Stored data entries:
□ □ □ □ □

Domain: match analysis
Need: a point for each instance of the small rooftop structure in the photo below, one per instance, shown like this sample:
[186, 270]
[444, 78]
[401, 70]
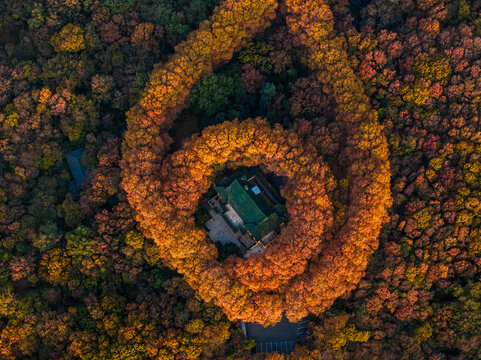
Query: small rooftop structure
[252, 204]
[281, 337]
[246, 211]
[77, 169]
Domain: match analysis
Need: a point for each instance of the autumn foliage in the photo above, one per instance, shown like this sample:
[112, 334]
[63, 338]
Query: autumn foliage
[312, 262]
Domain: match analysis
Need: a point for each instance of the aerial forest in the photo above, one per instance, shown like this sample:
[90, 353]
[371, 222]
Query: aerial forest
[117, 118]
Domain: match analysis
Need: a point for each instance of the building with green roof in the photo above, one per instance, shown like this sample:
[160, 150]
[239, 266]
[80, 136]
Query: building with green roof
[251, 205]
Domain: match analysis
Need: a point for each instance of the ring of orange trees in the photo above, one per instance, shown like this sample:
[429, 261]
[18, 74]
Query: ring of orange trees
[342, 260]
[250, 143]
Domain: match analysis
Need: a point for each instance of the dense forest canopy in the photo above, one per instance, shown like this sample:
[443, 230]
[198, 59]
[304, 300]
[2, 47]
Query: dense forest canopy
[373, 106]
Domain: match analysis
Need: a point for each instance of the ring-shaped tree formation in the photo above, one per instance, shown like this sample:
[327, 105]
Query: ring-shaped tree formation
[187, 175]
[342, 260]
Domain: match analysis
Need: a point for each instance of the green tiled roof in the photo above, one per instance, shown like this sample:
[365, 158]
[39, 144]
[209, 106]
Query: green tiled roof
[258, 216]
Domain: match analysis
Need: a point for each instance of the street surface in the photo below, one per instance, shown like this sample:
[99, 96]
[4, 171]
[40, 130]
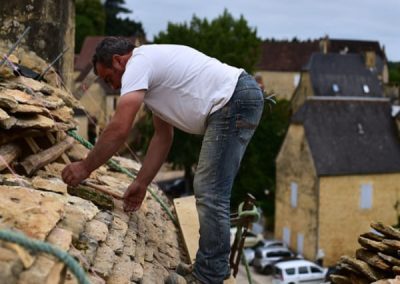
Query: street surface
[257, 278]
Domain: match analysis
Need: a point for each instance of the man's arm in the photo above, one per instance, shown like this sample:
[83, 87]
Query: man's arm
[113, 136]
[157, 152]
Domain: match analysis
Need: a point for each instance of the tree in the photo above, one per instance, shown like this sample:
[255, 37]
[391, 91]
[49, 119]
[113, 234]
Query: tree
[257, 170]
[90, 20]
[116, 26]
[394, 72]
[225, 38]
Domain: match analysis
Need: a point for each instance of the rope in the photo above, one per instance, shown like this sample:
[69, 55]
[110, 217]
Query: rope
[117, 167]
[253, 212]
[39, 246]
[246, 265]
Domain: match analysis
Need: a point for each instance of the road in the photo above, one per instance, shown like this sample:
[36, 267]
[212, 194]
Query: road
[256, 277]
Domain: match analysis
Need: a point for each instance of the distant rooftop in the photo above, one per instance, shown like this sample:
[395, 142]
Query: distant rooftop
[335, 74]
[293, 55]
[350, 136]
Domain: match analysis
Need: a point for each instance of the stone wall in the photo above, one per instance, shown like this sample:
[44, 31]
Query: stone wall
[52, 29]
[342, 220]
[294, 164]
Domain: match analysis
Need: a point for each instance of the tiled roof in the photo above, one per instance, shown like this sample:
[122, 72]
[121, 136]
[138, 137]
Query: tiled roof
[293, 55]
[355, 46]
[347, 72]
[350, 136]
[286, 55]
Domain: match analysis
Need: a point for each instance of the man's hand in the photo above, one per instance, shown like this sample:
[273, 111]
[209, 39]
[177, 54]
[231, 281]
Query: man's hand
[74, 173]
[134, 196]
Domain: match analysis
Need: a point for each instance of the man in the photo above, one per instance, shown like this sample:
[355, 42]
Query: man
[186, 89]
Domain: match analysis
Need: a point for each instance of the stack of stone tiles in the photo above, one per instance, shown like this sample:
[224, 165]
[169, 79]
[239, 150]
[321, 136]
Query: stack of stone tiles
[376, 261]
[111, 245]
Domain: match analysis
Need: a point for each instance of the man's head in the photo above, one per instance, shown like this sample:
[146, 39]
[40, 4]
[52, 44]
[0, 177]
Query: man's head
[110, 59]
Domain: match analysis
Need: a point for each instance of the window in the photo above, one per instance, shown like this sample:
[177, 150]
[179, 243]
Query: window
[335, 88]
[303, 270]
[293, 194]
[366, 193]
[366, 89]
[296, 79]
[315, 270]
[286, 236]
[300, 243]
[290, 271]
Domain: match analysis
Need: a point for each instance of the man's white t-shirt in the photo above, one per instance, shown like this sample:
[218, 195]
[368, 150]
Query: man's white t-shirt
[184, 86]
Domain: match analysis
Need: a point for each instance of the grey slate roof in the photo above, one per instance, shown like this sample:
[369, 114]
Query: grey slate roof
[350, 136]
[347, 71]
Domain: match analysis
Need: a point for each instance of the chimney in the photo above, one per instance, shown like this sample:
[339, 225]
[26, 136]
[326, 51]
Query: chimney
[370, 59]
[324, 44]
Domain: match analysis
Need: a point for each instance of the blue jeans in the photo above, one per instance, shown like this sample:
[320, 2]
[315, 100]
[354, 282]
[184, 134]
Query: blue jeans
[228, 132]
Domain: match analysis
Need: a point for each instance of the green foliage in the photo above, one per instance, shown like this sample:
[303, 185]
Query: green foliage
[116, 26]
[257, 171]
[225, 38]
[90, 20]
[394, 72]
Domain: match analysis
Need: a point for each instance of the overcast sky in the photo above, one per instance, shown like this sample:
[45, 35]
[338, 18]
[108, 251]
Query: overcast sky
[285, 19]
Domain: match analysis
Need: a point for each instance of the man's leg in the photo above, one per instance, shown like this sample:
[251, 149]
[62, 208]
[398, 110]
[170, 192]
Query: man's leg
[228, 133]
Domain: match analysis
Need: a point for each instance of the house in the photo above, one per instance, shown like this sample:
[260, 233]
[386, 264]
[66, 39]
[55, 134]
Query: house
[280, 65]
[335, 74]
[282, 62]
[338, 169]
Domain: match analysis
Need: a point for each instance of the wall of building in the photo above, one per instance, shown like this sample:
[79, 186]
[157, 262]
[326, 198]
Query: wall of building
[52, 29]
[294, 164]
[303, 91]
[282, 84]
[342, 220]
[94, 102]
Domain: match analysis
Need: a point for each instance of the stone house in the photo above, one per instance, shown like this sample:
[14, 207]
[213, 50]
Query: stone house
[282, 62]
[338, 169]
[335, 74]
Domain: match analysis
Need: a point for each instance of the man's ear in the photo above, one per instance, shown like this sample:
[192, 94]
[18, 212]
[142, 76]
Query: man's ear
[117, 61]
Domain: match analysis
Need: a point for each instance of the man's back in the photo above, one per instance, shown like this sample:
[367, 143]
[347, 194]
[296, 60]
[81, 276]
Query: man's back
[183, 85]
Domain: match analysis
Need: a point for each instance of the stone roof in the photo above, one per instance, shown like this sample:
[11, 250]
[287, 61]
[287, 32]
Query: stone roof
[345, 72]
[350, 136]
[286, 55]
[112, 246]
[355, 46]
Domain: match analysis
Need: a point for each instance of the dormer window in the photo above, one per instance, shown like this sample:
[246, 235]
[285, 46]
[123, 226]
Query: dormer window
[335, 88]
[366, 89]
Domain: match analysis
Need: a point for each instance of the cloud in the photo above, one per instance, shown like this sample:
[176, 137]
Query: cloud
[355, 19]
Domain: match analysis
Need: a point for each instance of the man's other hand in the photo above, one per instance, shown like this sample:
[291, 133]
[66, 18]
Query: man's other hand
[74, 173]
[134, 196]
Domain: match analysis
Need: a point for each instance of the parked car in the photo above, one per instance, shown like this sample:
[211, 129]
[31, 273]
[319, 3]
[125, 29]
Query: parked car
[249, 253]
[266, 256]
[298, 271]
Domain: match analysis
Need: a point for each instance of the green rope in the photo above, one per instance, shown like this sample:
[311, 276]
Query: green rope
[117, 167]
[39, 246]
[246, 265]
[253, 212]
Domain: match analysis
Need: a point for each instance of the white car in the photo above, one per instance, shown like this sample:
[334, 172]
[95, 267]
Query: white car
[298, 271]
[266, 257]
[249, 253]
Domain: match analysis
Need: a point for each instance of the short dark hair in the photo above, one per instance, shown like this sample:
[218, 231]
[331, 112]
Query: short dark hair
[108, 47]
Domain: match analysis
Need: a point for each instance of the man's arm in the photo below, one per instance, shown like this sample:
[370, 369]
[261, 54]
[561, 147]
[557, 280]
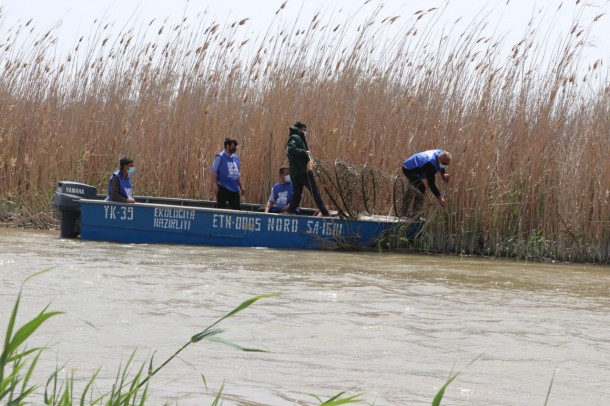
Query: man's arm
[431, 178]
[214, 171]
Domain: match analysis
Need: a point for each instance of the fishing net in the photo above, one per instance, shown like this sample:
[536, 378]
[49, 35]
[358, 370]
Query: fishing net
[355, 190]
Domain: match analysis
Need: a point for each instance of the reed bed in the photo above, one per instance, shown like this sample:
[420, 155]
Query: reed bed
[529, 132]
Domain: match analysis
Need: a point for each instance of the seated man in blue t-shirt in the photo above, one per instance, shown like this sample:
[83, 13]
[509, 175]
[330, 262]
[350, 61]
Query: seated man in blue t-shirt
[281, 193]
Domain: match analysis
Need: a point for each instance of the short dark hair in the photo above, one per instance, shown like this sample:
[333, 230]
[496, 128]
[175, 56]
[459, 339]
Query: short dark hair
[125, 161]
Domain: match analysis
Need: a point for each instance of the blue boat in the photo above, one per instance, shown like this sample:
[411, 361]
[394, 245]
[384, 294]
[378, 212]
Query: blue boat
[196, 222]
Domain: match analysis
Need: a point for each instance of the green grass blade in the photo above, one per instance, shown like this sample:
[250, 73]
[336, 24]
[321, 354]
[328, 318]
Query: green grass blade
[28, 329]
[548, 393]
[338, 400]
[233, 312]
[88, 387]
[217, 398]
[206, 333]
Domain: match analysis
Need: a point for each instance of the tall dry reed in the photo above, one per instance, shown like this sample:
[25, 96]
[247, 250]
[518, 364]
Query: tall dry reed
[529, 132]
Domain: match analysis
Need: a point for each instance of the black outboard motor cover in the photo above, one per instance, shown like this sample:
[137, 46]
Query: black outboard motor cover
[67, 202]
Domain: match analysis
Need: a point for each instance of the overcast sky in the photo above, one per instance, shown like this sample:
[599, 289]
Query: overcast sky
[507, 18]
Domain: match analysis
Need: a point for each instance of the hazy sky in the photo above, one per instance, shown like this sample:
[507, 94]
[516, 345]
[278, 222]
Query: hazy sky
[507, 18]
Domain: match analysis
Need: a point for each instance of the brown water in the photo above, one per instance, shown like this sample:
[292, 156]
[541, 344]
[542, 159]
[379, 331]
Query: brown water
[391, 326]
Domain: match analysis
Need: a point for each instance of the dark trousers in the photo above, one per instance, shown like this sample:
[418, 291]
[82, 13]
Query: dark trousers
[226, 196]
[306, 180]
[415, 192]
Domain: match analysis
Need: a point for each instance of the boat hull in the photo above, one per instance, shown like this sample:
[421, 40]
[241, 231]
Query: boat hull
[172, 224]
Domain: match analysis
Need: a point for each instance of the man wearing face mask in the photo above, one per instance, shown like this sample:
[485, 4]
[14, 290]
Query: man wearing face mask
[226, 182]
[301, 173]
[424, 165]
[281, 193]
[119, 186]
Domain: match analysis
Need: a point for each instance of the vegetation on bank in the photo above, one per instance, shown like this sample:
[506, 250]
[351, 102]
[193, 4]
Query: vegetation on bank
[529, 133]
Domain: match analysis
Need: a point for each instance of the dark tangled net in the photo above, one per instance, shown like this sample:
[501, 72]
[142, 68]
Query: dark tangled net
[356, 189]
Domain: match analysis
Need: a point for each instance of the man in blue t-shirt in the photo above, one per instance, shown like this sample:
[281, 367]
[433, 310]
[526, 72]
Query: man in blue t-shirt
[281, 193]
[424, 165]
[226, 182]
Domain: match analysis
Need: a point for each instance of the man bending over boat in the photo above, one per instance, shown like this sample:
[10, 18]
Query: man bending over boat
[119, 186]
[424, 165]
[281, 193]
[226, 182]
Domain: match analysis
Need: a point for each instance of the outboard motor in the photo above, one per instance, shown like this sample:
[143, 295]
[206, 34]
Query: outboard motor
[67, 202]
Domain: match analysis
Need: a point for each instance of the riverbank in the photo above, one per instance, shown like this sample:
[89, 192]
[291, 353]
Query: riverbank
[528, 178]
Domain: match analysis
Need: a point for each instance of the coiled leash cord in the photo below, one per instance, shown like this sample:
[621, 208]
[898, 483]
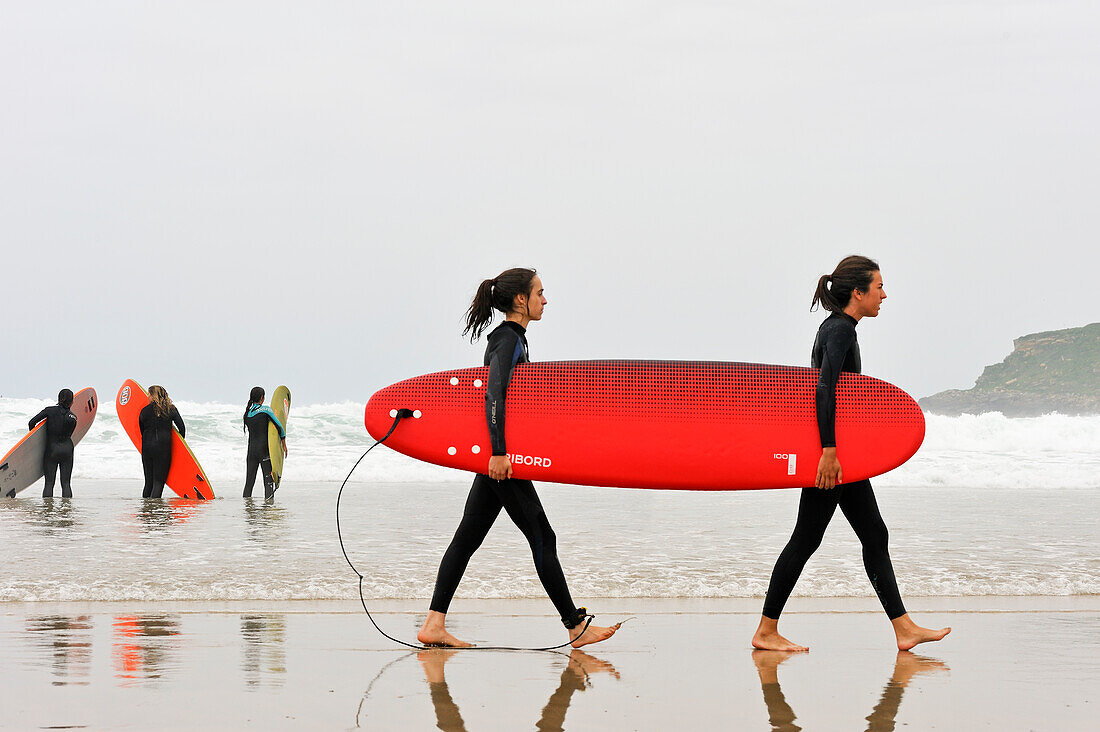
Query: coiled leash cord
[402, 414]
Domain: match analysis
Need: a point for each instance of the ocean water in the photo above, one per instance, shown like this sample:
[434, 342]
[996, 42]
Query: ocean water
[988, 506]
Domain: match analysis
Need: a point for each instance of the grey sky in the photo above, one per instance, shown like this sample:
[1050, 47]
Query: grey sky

□ □ □ □ □

## What you should do:
Each line above that contains the word "below" should be returned.

## Problem solution:
Need: a point for each instance of the small rooftop structure in the photo below, one per instance, shown like this sample:
Need: a point for each instance of the street surface in the photo below, one per instance, shown like this sample:
Need: a point for each instance of the man's arm in the photo below, one per instance, shown like this sample:
Need: a point for each instance of the coiled leash cord in the photo below, one per instance, shown like this sample:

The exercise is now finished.